▸ **Aim**
Look for "For the evaluation set, spot each instance of the concrete" in the listing below, then copy exactly the line it appears in and all lines after it to the end, and nothing more.
## Start Data for the task
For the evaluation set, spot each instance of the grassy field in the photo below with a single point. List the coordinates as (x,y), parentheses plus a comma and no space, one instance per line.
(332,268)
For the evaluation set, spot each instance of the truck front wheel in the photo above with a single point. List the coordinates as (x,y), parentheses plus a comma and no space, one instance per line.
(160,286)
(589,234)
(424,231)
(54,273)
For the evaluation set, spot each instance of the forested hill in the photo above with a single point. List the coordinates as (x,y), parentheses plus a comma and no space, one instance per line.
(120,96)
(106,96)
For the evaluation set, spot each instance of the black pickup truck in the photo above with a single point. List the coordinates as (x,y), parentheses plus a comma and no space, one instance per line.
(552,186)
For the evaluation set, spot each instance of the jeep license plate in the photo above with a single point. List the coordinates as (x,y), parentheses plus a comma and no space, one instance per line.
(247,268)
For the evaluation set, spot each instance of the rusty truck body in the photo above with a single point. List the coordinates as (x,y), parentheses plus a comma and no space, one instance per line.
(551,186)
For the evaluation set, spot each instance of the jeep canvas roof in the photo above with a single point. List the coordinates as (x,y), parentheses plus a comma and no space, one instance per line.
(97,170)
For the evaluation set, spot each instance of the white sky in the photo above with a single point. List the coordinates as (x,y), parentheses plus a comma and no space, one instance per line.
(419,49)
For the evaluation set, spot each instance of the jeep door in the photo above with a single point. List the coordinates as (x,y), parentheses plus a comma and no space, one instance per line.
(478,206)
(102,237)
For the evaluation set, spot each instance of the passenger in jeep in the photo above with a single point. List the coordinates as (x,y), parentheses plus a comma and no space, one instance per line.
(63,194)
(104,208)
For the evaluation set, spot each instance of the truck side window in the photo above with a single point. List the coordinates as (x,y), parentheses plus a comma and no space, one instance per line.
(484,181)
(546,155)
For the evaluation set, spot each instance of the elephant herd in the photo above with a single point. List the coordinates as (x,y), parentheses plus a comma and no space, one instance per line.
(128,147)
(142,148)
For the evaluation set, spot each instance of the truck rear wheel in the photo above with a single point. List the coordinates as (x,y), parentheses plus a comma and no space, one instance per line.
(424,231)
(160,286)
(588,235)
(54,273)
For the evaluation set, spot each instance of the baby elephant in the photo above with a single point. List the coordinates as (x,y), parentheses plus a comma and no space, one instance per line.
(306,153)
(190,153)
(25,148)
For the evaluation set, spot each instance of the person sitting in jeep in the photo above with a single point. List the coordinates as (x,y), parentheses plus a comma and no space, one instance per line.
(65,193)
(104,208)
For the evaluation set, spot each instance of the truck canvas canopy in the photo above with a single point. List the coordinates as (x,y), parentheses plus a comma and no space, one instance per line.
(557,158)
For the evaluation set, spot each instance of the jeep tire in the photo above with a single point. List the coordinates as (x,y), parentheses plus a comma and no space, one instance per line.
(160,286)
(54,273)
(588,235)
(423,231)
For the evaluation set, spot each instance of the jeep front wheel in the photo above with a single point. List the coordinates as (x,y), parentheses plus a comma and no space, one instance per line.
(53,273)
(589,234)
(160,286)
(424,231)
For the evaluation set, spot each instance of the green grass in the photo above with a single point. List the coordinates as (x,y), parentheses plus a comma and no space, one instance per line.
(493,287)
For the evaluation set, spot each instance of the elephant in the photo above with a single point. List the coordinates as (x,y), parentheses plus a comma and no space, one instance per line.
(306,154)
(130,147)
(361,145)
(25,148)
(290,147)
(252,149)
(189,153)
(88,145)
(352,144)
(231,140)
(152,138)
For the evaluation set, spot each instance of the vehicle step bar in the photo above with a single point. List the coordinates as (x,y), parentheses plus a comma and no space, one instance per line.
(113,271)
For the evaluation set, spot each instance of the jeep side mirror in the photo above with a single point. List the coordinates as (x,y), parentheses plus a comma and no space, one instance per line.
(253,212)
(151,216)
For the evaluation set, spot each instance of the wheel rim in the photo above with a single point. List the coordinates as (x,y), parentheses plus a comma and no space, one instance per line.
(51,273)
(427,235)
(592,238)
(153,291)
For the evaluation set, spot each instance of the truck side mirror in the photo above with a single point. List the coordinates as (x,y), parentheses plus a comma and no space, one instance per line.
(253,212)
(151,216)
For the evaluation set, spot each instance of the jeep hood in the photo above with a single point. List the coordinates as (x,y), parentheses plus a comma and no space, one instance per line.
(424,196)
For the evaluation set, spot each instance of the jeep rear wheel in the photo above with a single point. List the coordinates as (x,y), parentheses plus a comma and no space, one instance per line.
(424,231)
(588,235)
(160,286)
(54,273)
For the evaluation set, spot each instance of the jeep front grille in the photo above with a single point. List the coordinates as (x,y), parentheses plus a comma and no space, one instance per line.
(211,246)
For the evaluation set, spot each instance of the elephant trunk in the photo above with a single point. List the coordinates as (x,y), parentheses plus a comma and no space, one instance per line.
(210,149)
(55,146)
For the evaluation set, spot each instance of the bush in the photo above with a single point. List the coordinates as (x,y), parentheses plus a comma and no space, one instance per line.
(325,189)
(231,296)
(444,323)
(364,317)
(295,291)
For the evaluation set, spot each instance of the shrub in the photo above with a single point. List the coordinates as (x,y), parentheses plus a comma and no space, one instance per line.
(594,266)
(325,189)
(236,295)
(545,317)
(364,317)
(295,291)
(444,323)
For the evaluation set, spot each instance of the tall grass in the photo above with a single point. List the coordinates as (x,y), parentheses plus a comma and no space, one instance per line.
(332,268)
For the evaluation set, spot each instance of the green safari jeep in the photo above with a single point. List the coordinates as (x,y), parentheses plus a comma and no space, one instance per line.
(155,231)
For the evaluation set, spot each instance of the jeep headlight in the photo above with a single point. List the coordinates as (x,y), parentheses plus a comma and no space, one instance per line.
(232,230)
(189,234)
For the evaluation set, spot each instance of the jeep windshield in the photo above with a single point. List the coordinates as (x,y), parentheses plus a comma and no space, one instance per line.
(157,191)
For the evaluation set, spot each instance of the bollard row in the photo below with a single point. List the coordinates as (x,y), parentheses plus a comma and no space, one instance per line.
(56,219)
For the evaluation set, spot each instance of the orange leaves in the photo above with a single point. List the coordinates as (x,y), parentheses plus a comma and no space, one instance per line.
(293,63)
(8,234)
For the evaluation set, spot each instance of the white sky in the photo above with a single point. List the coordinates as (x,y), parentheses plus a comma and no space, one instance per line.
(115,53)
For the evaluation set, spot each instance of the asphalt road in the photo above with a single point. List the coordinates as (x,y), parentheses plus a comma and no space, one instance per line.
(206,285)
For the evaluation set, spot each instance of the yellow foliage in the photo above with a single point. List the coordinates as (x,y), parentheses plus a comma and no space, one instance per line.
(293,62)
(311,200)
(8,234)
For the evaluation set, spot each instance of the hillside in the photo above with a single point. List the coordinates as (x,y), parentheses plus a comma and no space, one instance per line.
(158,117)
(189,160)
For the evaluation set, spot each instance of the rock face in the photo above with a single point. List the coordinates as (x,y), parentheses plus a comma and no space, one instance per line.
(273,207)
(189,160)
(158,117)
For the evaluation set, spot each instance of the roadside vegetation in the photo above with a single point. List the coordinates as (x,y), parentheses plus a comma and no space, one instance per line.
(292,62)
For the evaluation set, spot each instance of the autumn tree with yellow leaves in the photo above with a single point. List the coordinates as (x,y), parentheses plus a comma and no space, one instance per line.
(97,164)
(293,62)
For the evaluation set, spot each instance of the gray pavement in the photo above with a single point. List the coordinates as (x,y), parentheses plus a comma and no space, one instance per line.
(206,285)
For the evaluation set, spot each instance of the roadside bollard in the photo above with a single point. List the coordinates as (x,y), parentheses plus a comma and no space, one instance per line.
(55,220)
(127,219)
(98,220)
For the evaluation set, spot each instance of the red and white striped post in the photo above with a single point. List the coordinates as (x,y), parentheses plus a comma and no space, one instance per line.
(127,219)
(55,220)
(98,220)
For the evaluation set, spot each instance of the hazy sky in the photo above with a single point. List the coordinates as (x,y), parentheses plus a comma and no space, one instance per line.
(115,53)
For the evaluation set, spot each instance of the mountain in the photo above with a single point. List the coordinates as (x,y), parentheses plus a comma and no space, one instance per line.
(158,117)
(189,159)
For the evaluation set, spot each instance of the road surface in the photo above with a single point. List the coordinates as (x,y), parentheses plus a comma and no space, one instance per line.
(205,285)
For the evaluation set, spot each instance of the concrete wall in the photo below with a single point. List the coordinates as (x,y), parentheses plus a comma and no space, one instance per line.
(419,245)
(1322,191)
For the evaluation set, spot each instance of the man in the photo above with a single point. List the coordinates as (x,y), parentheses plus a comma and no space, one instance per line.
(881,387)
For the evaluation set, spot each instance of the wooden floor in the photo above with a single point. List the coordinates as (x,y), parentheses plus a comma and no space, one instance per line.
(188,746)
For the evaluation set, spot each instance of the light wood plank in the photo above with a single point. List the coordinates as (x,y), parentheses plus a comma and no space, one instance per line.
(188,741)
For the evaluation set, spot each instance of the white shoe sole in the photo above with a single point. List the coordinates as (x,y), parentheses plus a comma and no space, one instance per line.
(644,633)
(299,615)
## End Data for the task
▸ **Written answer**
For the evaluation set, spot each instance of the concrete wall in the photo below with a single point. List the coordinates as (x,y), parentheses plus a comma and no space, one instance per line.
(419,245)
(1322,191)
For the evaluation set, spot each instance of the man in the photo above with a single point. List the coordinates as (x,y), parentheses plus a comma and no space, one instance per line.
(881,387)
For the evaluation set, spot each instance of the wooden floor in the photo above with a single point. List the coordinates as (x,y), parentheses plus a comma and no space, one instance per line.
(188,746)
For the evaluation set, spot each instance of the light wood plank in the photo above with a single point. List the coordinates as (x,y), parentheses plus a comma and no space, one instance per line.
(188,741)
For the evaluation set, spot each instance of the white shoe sole in the photo above with a single point. List the coordinates as (x,y), parentheses plus a comma and no space, one instance per line.
(644,633)
(299,615)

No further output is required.